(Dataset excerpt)
※

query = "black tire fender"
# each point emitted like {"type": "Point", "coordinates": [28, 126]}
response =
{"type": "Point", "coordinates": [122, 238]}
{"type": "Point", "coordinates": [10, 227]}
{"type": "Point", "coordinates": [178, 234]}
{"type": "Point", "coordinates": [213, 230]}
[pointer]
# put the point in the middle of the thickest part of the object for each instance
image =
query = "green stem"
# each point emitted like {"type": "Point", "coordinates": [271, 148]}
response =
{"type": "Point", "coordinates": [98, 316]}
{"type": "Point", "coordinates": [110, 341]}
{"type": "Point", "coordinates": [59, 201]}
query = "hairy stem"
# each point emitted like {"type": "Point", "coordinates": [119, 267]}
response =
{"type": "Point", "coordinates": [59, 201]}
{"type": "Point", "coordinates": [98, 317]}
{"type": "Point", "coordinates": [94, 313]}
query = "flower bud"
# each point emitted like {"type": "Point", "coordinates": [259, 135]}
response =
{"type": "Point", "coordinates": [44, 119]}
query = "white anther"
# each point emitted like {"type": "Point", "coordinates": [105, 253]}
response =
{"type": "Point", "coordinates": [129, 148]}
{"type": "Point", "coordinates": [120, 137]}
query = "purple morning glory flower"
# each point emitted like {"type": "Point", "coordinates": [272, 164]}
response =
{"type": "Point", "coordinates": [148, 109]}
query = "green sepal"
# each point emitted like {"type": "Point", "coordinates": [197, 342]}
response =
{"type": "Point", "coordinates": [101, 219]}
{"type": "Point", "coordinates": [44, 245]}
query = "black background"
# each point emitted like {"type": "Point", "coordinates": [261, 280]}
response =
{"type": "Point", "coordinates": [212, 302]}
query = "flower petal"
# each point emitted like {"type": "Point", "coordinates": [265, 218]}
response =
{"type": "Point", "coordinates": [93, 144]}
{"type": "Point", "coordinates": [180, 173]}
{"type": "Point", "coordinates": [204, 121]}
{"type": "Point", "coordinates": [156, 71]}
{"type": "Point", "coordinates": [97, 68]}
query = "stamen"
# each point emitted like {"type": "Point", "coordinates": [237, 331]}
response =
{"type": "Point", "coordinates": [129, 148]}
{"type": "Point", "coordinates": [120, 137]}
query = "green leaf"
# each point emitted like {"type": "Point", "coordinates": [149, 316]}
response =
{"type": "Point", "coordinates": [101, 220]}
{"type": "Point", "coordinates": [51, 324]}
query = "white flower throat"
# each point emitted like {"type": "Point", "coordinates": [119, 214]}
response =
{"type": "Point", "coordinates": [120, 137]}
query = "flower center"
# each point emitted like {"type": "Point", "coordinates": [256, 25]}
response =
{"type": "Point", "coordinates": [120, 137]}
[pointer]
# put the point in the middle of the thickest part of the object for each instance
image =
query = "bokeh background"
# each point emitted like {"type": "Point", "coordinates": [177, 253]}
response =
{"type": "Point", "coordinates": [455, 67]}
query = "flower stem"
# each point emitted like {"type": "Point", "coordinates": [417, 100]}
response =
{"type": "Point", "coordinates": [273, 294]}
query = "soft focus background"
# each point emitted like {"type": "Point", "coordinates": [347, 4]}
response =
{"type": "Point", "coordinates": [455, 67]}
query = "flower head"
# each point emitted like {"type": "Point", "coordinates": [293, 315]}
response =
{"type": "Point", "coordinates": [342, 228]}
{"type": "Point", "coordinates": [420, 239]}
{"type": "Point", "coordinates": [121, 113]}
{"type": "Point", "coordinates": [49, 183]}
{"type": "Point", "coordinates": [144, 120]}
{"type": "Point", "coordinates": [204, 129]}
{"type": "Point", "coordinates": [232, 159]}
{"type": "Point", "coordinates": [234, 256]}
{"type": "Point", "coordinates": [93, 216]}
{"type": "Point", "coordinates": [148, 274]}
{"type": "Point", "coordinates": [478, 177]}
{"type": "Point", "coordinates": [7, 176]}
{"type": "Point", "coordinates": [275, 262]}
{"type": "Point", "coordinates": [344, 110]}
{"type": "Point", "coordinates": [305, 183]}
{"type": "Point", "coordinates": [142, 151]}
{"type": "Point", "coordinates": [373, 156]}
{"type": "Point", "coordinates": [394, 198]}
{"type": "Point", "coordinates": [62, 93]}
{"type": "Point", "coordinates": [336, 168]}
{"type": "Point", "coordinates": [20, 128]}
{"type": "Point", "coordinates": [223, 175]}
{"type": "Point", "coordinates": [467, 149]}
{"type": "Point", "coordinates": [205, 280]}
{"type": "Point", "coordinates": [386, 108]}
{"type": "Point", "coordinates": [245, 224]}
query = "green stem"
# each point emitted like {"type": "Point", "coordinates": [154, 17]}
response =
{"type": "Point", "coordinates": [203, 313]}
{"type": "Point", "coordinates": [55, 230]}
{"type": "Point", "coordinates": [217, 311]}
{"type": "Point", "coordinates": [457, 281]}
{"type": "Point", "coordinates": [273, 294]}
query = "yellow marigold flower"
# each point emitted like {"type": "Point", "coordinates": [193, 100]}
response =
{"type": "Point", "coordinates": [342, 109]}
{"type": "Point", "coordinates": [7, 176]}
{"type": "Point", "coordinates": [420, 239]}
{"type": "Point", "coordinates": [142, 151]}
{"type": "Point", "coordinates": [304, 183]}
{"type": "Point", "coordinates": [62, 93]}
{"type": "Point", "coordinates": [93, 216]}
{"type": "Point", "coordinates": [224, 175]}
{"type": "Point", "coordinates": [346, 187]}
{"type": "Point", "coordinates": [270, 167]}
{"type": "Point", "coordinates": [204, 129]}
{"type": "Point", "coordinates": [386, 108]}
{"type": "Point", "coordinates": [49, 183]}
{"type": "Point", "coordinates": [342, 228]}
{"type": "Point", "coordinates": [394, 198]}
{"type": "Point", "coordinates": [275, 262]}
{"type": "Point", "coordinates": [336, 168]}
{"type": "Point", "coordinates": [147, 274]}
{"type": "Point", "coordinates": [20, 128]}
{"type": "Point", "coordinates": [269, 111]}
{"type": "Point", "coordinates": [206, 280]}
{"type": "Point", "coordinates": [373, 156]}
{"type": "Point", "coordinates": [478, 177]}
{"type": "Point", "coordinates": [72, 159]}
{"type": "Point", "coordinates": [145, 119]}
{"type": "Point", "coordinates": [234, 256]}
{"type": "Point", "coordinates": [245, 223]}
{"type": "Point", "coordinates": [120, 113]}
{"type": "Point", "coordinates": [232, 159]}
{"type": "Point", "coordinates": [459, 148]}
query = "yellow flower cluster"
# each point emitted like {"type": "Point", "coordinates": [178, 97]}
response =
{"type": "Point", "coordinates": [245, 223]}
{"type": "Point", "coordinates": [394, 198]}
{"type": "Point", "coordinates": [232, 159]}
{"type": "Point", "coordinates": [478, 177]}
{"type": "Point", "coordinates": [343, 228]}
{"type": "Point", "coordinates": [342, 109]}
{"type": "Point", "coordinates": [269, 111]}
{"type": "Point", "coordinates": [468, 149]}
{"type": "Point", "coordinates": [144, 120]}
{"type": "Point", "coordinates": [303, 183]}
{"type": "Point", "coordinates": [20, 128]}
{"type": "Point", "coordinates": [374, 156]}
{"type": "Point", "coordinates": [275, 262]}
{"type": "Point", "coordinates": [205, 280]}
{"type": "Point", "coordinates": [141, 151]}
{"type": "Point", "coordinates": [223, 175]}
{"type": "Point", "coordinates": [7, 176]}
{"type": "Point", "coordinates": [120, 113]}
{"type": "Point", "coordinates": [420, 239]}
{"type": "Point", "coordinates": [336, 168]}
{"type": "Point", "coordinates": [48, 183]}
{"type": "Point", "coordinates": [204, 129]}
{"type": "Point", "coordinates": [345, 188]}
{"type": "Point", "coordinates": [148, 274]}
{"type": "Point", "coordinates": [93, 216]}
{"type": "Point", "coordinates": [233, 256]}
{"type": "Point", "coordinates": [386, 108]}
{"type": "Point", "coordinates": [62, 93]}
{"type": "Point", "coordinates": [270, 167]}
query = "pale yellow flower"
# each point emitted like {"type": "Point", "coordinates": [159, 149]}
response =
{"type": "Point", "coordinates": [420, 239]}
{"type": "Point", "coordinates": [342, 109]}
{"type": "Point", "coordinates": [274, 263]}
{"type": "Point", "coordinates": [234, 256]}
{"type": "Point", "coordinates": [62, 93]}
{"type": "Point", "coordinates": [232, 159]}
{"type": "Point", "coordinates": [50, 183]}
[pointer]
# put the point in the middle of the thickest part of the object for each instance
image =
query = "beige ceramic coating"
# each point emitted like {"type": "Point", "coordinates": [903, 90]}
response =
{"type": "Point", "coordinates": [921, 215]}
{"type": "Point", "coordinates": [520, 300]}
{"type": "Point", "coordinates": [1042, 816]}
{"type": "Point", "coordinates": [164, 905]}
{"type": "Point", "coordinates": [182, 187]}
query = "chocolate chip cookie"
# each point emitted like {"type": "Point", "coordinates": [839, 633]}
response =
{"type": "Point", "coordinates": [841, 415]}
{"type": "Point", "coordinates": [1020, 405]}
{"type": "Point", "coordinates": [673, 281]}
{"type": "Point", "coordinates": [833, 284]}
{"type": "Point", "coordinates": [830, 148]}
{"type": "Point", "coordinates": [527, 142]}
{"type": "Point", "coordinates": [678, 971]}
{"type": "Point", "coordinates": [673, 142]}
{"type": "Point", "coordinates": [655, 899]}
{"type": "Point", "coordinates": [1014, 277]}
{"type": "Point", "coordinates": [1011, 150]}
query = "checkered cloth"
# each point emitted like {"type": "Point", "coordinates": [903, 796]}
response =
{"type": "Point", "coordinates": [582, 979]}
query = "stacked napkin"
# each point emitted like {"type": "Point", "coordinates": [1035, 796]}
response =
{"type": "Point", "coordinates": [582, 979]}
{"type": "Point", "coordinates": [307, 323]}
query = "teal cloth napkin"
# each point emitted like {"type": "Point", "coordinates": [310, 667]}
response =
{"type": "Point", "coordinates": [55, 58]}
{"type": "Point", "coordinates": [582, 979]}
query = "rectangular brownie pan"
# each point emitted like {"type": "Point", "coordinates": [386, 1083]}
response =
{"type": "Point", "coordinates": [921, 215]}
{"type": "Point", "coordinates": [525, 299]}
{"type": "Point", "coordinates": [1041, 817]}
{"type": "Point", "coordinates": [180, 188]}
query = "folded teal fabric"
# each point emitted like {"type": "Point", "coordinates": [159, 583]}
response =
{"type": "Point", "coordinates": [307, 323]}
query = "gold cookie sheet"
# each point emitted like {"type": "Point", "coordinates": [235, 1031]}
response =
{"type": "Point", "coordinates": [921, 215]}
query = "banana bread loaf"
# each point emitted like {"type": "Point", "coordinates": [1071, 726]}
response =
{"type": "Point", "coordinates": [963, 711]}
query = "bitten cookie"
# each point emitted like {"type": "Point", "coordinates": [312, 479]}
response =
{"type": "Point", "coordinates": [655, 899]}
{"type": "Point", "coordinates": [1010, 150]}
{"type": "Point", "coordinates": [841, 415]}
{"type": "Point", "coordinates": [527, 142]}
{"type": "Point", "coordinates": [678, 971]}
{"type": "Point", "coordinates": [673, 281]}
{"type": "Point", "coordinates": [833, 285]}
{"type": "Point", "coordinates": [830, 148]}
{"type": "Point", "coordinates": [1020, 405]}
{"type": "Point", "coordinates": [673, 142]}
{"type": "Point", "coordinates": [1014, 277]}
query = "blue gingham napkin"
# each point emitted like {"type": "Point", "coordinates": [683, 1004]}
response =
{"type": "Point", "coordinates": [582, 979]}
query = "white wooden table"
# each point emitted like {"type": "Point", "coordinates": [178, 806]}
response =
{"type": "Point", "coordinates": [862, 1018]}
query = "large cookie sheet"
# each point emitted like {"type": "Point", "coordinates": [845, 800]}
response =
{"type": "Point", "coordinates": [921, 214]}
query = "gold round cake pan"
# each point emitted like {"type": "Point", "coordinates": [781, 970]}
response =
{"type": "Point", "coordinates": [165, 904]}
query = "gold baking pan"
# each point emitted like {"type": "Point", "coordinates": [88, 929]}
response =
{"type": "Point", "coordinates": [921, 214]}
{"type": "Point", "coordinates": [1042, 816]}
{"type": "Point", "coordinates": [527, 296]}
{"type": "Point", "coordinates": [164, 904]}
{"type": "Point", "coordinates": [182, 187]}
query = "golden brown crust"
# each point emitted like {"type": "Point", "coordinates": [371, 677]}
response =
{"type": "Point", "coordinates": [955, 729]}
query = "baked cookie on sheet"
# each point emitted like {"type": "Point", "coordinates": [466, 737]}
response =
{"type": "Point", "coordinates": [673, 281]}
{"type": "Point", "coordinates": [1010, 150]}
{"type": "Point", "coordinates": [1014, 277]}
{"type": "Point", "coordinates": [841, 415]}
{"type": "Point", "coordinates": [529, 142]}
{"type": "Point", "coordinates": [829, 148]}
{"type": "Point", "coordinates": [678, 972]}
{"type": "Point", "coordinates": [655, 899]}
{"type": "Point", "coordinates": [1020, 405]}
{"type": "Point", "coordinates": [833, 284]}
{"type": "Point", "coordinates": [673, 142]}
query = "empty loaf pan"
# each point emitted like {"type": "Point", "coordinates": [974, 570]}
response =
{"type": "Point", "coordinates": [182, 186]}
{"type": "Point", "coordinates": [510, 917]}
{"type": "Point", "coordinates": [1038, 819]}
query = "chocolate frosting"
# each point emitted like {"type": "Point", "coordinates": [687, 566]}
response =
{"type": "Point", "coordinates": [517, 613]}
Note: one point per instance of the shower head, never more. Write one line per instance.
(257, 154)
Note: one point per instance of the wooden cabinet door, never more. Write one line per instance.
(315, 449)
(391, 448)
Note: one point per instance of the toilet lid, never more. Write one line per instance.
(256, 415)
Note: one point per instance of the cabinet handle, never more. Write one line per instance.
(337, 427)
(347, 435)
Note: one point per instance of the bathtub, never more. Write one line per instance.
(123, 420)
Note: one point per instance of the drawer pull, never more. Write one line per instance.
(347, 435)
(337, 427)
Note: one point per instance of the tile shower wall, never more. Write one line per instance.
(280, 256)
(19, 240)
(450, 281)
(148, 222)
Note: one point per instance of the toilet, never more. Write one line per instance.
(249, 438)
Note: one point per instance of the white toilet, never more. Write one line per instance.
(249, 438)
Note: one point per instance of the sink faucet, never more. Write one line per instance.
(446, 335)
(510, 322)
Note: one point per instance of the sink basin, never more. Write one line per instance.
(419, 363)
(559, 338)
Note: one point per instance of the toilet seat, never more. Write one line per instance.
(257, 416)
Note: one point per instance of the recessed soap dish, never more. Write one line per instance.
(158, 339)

※

Problem statement: Turn the part of the records that opens with the line containing "Note: one point per instance of the sink basin, never" and runs through the last line of the records into a numbered list, both ends included. Leave out any blank lines.

Solved exercise:
1. Note: one point per instance of the sink basin, never more. Write one line per instance.
2. (419, 363)
3. (559, 338)
4. Note: one point per instance of the toilet seat, never more. Write one line per instance.
5. (257, 416)
6. Note: one point per instance of the recessed soap dish, never more. Write one line per instance.
7. (158, 339)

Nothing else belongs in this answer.